Your reply should be one number: how many lines of the records below contain the string "gray".

(Collected data entries)
· · ·
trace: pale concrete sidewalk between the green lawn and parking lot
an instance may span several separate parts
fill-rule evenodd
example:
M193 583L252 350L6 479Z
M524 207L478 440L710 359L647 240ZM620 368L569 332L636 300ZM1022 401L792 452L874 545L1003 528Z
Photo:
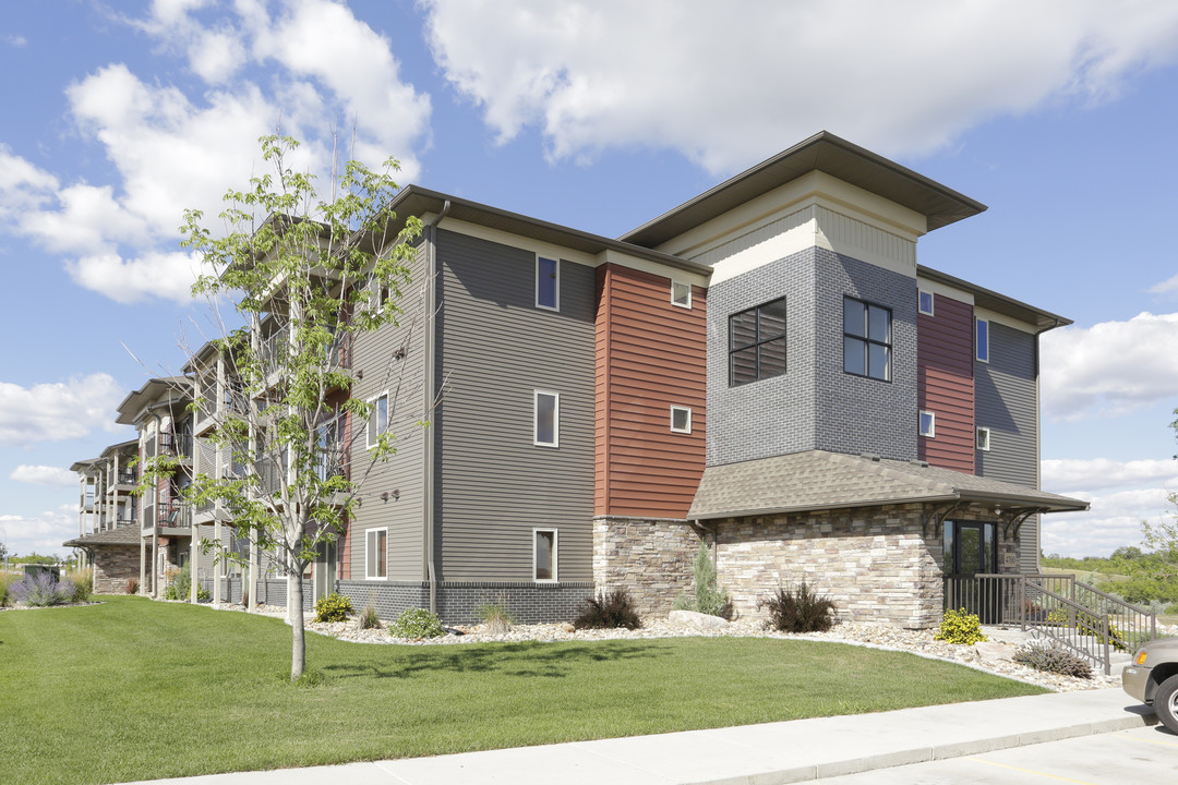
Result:
M799 783L1152 725L1119 688L436 758L153 780L174 785Z

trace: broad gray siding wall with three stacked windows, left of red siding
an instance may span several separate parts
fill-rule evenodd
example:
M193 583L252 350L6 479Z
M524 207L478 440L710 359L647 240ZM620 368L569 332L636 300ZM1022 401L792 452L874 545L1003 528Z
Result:
M439 580L531 580L534 527L558 579L591 580L594 268L561 261L558 313L535 307L535 254L438 232L434 430ZM560 446L532 444L532 391L560 393Z

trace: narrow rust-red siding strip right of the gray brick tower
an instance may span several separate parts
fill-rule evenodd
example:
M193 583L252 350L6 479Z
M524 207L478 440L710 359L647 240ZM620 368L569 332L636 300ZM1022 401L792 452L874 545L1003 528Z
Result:
M935 294L933 314L916 321L916 399L937 414L935 437L919 438L919 455L973 474L973 306Z

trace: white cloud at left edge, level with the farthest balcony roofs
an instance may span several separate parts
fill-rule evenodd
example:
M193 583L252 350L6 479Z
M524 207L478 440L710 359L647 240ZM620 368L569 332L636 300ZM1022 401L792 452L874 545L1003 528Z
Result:
M114 432L112 414L125 395L106 373L32 387L0 381L0 445L79 439L95 427Z

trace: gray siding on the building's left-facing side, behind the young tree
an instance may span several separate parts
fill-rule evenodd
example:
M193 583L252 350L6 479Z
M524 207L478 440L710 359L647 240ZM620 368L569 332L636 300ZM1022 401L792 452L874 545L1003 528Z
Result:
M366 446L366 423L355 421L352 427L352 479L364 480L362 504L351 523L351 579L364 580L365 532L370 528L389 530L389 580L422 580L424 578L424 444L425 430L418 425L428 420L425 408L425 246L419 245L410 264L410 280L396 298L402 310L397 326L382 327L375 333L358 335L352 353L352 368L363 372L352 392L362 400L389 391L389 430L396 435L397 453L384 463L371 464ZM404 359L396 359L399 350ZM396 498L393 492L396 493ZM382 494L388 493L388 499ZM343 578L343 576L340 576Z

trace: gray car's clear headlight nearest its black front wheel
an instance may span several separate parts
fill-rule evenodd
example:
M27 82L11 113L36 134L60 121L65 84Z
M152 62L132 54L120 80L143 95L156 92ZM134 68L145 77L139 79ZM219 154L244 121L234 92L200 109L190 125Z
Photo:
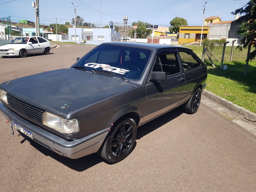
· · ·
=== OUTPUT ===
4